#### REQUIREMENT:
Reproduce every one of the items below character for character, changing nothing.

-- START DATA TO PROCESS --

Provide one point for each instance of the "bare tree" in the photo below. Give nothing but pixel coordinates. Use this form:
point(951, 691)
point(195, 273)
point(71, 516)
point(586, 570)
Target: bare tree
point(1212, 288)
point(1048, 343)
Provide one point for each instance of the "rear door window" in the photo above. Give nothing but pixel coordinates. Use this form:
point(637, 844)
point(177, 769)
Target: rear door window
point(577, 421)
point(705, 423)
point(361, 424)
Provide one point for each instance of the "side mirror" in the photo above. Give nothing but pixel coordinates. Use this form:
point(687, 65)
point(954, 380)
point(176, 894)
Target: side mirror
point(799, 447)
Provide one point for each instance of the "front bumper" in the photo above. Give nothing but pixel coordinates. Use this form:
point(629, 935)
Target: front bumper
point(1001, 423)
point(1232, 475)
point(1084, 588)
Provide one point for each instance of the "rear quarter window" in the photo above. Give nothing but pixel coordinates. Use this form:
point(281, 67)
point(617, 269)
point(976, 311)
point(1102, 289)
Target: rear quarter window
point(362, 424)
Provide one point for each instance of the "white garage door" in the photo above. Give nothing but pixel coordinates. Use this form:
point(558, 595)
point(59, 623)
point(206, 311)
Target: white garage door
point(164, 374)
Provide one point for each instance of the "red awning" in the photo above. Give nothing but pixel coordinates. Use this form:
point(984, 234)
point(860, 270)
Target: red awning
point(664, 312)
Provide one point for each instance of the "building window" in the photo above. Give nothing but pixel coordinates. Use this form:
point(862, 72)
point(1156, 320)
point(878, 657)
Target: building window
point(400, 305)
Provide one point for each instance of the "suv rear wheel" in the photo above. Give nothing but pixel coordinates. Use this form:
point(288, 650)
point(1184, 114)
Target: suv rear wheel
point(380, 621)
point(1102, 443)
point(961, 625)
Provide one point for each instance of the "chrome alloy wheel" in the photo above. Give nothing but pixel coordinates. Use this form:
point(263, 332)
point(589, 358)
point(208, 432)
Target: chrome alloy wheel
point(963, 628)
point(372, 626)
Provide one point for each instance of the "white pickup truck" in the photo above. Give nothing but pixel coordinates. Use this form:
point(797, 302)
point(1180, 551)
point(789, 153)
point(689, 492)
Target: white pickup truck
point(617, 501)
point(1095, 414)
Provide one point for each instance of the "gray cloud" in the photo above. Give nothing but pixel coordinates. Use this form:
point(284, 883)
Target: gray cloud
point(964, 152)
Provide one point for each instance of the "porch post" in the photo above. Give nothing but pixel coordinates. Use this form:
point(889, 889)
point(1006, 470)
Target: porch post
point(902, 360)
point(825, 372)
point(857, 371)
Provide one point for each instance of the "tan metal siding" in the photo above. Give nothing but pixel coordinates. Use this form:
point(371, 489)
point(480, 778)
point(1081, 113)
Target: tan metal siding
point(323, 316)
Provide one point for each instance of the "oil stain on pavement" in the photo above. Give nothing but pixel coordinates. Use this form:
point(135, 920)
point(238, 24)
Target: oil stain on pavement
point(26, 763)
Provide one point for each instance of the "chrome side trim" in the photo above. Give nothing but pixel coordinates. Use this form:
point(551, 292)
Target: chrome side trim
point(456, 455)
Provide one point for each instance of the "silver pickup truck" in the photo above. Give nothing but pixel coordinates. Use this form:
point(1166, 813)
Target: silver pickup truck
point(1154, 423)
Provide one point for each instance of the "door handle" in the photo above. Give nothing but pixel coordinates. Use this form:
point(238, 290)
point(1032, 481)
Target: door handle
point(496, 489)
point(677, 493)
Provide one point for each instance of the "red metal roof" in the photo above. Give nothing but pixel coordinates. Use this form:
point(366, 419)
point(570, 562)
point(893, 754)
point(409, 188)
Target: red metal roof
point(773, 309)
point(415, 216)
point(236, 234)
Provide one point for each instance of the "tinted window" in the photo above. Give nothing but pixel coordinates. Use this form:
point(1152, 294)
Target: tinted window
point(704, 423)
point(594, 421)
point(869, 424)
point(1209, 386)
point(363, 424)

-- END DATA TO PROCESS --

#### RESPONSE TO THIS EXERCISE:
Provide one point for each instance of the "bare tree" in the photo below. Give nothing but pixel coordinates. Use this form:
point(951, 691)
point(195, 273)
point(71, 516)
point(586, 570)
Target: bare tree
point(1212, 288)
point(1048, 343)
Provide one point for each instance of the "rear door window" in the photo above. Give nothing but pixel coordinates. Use this form:
point(637, 844)
point(177, 769)
Target: rear door window
point(577, 421)
point(705, 423)
point(361, 424)
Provide one point for each instance of the "side mirror" in the photo above. Give nothing but pixel coordinates. Use this form:
point(687, 65)
point(954, 380)
point(176, 894)
Target: side mirror
point(799, 447)
Provide one point for each instance of the "front bumper" in the photo above. Give nothing but pixel coordinates. Use this form:
point(629, 935)
Target: front bumper
point(1001, 423)
point(1232, 475)
point(1084, 588)
Provide one point for each instance of the "rear quarter window" in the photo above. Give nothing but pixel coordinates. Use this form:
point(281, 67)
point(617, 269)
point(976, 311)
point(1102, 289)
Target: rear quarter window
point(362, 424)
Provide one point for each instance of the "white garage door" in the photo above. Give nothing but pixel coordinates. Use this form:
point(558, 595)
point(59, 623)
point(206, 311)
Target: white garage door
point(164, 374)
Provide one point for each instance of the "red awning" in the photo above. Give nothing but pixel coordinates. Use this form:
point(984, 234)
point(860, 270)
Target: red awning
point(664, 312)
Provide one point for each instance of the "building window" in the photo above. Give nothing but pixel coordinates. Use this form:
point(862, 72)
point(1156, 320)
point(878, 657)
Target: building window
point(400, 305)
Provide one point for each instance of the "suv rear wheel" in the photo above. Give nothing but pixel coordinates. Use this form:
point(288, 650)
point(1184, 114)
Target: suv rear wheel
point(380, 621)
point(1102, 443)
point(961, 625)
Provide one point for each instance of the "chrome alloy wheel" in the photo above. Give nothing but pixel coordinates. Use this form:
point(263, 332)
point(589, 358)
point(208, 432)
Target: chrome alloy wheel
point(963, 628)
point(372, 626)
Provide one point for each instance of the "white pickup truck" in the photo above. Give nothing but pixel coordinates. Use this form:
point(797, 302)
point(1180, 551)
point(789, 153)
point(689, 492)
Target: white pickup truck
point(617, 501)
point(1095, 414)
Provide one point for each instance of the "gray cloud" in the photo above. Give nothing but pixel coordinates. Use this form:
point(284, 883)
Target: gray cloud
point(964, 152)
Provide one point for each instance of the "porch post" in the photo above. Give nothing but pixel coordinates. Use this form:
point(889, 889)
point(1006, 470)
Target: porch post
point(902, 360)
point(825, 372)
point(857, 371)
Provide one point for each instance of the "tan metal siding" in the photo above. Give nothing but pixel coordinates. Use this form:
point(371, 489)
point(480, 778)
point(1081, 113)
Target: tan metal siding
point(323, 316)
Provide one point for each instance of the "oil stain on pavement" in the photo above. Give nothing but pixel coordinates. Use this form:
point(135, 920)
point(238, 24)
Target: oil stain on pavement
point(26, 763)
Provide one point for each instance of the "chrome side trim" in the photo above. Give nothing but pixel coordinates. Use this form:
point(551, 292)
Target: chrome side trim
point(456, 455)
Provide one point for each instance of the "silver pickup truck" in the photo above. Give nothing but pixel coordinates. Use this form:
point(1166, 813)
Target: silver pickup truck
point(1154, 423)
Provide one point for each instance of the "door handle" in the photo above. Give nothing but pixel coordinates. Use this form:
point(238, 290)
point(1032, 481)
Target: door handle
point(496, 489)
point(677, 493)
Provide one point for each instance of the "red metal roof" in the photo above. Give nothing but pixel coordinates. Use this form:
point(366, 419)
point(570, 562)
point(893, 754)
point(409, 188)
Target: red metal roof
point(773, 309)
point(415, 216)
point(236, 234)
Provide one point for each instance of the "tinted window" in the photo above. Give nothing but pixel coordinates. Use this form:
point(1152, 294)
Target: tinted window
point(704, 423)
point(594, 421)
point(869, 424)
point(1209, 386)
point(363, 424)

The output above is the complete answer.